_Texte à lire_
══════════

M. Routledge : Je pense que le Royaume-Uni a mis en œuvre une partie de son approche par l’entremise de sa Financial Conduct Authority, qui est l’organisme de réglementation des marchés au niveau national. Je crains d’être en train de passer la rondelle, et ce n’est pas ce que j’essaie de faire. Le BSIF a un rôle à jouer pour garantir que les dirigeants prennent cette question au sérieux s’il s’agit d’une menace légitime pour la sécurité ou l’intégrité.

Ce dont vous parlez concerne le niveau des consommateurs, et si nous faisions quelque chose à ce niveau, je craindrais de dépasser les limites de notre mandat et l’autorité que nous confère le Parlement. Nous avons le Comité de surveillance des institutions financières et le Comité consultatif supérieur, et j’y siège avec tous les responsables du filet de sécurité financière, dont le commissaire de l’Agence de la consommation en matière financière du Canada. Il s’agit là des forums au sein desquels nous pouvons veiller à ce que les chevauchements ne soient pas trop importants et à ce qu’il n’y ait pas de lacunes.

Le sénateur C. Deacon : J’ai une question à laquelle j’aimerais que vous répondiez par oui ou par non. Les banques sont-elles tenues de vous signaler tout incident de fraude?

M. Routledge : Non.

Le sénateur C. Deacon : Non. J’ai découvert qu’elles ne les signalent même pas à leur propre service de lutte contre la fraude, alors comment pourrait-on savoir s’il s’agit d’un problème important? C’est un véritable problème. Merci beaucoup.

La sénatrice Marshall : Je vous remercie, monsieur Routledge, ainsi que vos collaborateurs, d’être présents aujourd’hui. J’aimerais revenir à la Banque TD et à la question que vous avez mentionnée dans vos observations liminaires. Je ne pensais pas parler spécifiquement de ce qui s’est passé aux États-Unis, mais de nombreux experts sont venus ici nous parler du blanchiment d’argent au Canada, et ils disent que le blanchiment d’argent est très répandu dans notre pays. En fait, nous avons notre propre terme : au Canada, on parle de « blanchiment à la neige ». La Colombie-Britannique a créé la Commission Cullen parce que le blanchiment d’argent y était très répandu.

Je suis auditrice de profession, et lorsque je regarde ce qui s’est passé aux États-Unis avec la Banque TD, je me dis que le blanchiment d’argent est très répandu au Canada. Je ne peux pas croire que le problème qui se pose aux États-Unis ne se pose pas au Canada. Je me demande quel type de régime réglementaire est en place. D’après ce que j’ai vu dans les médias, j’ai l’impression — et je ne vous demande pas de faire de commentaires à ce sujet — que l’on a presque découvert la situation liée à la Banque TD par hasard, alors que tout le monde était au courant au sein de la banque. Mais qu’en est-il du régime réglementaire? Quelle sorte de contrôle exercez-vous pour détecter les cas de blanchiment d’argent? Est-il suffisamment rigoureux? Est-il comparable à ce que font les États-Unis? Est-il plus solide ou plus faible que celui des Américains? Pourriez‑vous nous en parler, car nous avons un problème? Les États-Unis ont trouvé quelque chose. Un jour ou l’autre, nous trouverons quelque chose d’important ici. Pouvez-vous nous parler du régime réglementaire et de ce que vous faites?

══════════

_Données fournies_
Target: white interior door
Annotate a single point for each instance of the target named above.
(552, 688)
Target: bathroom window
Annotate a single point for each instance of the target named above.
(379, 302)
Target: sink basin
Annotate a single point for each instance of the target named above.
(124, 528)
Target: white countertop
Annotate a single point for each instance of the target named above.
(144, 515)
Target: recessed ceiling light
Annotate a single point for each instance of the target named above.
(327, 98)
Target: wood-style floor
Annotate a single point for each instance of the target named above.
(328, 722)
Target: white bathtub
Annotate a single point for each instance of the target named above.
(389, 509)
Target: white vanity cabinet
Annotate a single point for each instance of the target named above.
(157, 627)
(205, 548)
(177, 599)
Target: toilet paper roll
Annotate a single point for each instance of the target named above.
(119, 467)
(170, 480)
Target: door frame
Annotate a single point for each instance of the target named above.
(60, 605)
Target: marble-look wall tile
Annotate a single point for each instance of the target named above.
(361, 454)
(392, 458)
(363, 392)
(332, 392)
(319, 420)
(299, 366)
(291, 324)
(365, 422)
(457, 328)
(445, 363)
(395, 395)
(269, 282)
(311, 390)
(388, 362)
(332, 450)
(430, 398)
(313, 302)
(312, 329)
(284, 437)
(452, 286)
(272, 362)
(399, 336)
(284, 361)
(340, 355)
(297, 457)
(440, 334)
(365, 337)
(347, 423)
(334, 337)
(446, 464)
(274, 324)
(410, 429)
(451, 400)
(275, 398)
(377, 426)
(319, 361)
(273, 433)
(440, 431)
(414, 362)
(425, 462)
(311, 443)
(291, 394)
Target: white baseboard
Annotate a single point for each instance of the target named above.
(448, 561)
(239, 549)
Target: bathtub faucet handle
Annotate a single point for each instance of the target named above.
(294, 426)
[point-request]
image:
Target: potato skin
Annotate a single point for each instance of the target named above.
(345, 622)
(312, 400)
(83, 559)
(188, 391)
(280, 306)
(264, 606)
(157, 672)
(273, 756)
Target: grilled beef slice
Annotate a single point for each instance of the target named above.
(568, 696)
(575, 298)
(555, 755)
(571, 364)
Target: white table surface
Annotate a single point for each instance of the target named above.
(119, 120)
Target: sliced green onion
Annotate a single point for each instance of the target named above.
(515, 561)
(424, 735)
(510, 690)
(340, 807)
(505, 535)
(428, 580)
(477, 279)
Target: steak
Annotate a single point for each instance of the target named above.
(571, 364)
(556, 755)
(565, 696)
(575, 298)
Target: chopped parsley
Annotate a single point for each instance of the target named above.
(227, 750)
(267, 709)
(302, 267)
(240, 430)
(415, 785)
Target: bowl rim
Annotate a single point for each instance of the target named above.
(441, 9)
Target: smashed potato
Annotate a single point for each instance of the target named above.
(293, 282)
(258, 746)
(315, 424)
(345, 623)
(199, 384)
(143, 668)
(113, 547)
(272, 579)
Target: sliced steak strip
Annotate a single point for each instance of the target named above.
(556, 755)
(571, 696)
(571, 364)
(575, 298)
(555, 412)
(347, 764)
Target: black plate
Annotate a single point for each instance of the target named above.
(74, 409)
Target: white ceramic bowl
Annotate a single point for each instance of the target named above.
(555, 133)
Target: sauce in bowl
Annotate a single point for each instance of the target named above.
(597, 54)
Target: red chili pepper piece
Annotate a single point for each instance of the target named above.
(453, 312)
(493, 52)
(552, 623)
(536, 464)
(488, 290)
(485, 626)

══════════

_Énoncé_
Rédigez la suite du texte sur la séance du comité sénatorial, à partir de la dernière intervention de la sénatrice Marshall.

_Réponse à l’énoncé_
M. Routledge : Oui. Le blanchiment d’argent est un crime. Il y a deux façons de détecter un crime. Nous pouvons le détecter grâce aux signalements de transactions suspectes et de transactions en espèces. Ces transactions sont signalées par les banques et sont simplement suspectes. Elles ne constituent pas la preuve d’un délit. Le Centre d’analyse des opérations et déclarations financières du Canada les recueille, et lorsqu’il a des soupçons importants, il peut s’adresser aux services de police, qui peuvent alors prendre les mesures qui s’imposent.

Je vais parler des cas de blanchiment d’argent en général aux États-Unis. Cette situation se produit parfois. D’autres fois, les forces de l’ordre ont suivi des criminels et ont détecté ou observé le blanchiment de produits du crime dans des succursales de banques. Dans les deux cas, les forces de l’ordre suivent des pistes, et les choses viennent de la base.

Il y a une autre façon, et c’est la raison pour laquelle notre mandat en matière d’intégrité et de sécurité et le travail qu’accomplit notre organisme sont si importants. Depuis que notre mandat a été modifié l’année dernière, nous pouvons communiquer plus facilement avec le Centre d’analyse des opérations et déclarations financières du Canada et échanger plus de renseignements. S’il détecte un type de transactions préoccupant lié à une institution particulière, il peut nous en informer.

C’est une menace pour la sécurité et l’intégrité de l’institution. Le BSIF n’est pas chargé de l’application de la loi, mais il peut exercer des activités de surveillance, mettre en lumière ces activités et, lorsque nous le faisons, ces activités cessent.

Le risque est que si nous le faisons, si nous faisons la lumière sur une activité et qu’elle cesse, nous risquons d’entraver l’application de la loi. C’est pourquoi une grande partie des activités de notre organisme consiste à essayer d’établir des liens avec des homologues différents et non traditionnels au sein du gouvernement fédéral, afin de ne pas commettre ce type d’erreur.

La sénatrice Marshall : Les mesures supplémentaires que vous prenez donnent-elles des résultats?

Certains Canadiens ont l’impression que vous suivez les transactions de personnes qui ne sont pas des criminels, mais nous n’entendons rien au sujet des criminels ou du blanchiment d’argent.

Vous avez apporté des changements. Les résultats sont-ils à la hauteur de vos espérances? On dit que le blanchiment d’argent est omniprésent au Canada. Obtenez-vous les résultats que vous souhaitez obtenir? Pensez-vous que vous ne les avez pas encore atteints?

M. Routledge : Je répondrais « oui » à ces deux questions. Je m’explique.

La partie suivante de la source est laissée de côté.